» Aim
Write out each entry again. Keep every word exactly as it is.

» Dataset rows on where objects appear

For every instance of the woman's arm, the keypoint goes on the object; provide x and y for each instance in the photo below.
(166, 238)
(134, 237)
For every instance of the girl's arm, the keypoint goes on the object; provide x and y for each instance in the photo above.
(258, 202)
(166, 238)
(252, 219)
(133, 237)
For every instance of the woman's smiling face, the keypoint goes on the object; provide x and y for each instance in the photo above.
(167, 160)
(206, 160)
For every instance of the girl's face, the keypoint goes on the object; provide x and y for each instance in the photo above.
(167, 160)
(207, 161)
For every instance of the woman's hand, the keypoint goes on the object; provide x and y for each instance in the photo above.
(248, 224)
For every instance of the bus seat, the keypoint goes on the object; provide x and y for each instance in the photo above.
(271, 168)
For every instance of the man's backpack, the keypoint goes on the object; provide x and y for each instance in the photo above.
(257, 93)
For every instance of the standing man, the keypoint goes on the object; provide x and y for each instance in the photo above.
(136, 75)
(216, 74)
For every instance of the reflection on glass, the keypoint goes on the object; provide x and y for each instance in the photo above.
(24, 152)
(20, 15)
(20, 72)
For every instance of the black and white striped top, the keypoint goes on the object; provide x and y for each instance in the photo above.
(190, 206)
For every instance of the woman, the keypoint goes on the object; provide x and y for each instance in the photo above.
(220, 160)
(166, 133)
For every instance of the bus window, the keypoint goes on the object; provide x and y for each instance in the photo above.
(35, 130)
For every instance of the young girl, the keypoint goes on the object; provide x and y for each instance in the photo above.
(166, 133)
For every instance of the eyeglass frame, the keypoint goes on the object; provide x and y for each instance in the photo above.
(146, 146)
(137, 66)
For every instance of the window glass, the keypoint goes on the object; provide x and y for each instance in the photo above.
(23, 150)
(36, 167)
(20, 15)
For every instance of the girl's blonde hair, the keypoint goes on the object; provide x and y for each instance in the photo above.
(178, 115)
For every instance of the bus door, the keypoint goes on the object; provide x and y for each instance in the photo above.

» Complete output
For every instance of the woman's arm, the keypoint goes on the object; provide x and y for each instance in the photo below.
(166, 238)
(134, 237)
For every instance of the girl's arm, the keypoint goes on the object; provide x and y for each instance in the photo above.
(258, 202)
(166, 238)
(252, 219)
(133, 237)
For every instance of the woman's smiling face, the keypoint goes on the object; provide x and y for each instance in the photo above.
(167, 160)
(206, 160)
For every instance of the girl's face, the keypoint goes on the object; provide x and y for each instance in the photo above.
(167, 160)
(207, 161)
For every instance of the woman's hand, the keypoint goes on the object; provide x and y for each instance in the photo above.
(248, 224)
For every instance of the bus seat, the keypoint goes on the object; provide x and y for each instance in the photo above.
(271, 168)
For every instance of the man's backpack, the keypoint goes on the object; provide x and y for each instance in the photo above.
(257, 93)
For every instance of the standing man, the keypoint goes on the object; provide x and y for each instance in the photo above.
(136, 75)
(216, 74)
For every instance of the reflection on glass, the keypoint goes on the object; provide x and y for each instance in the photo above.
(24, 152)
(20, 15)
(20, 72)
For every instance of the black and white striped top, the keypoint goes on the object; provide x and y for each instance in the photo above.
(190, 206)
For every instance of the woman, the keypoint goes on the object; provide x and y for each instance in the photo above.
(220, 160)
(166, 133)
For every instance of the bus window, the keypoint goes on the object; provide x and y for each instance in the photo above.
(35, 130)
For every instance of the young girl, the keypoint goes on the object; provide x and y for each instance in the photo above.
(166, 133)
For every instance of the eyeglass frame, the keypoint goes on the object; provide x and y for each instance in the photo above.
(146, 146)
(137, 66)
For every instance of the window glass, the keypoint goes on the object; provide x and y for each instance in the photo above.
(23, 150)
(36, 167)
(20, 15)
For every instance of the girl's blonde hair, the keypoint goes on the object; provide x and y for each instance in the photo above.
(178, 115)
For every instance of the bus door, the keypoint goes on the object; provide x and y for each instance in the photo above.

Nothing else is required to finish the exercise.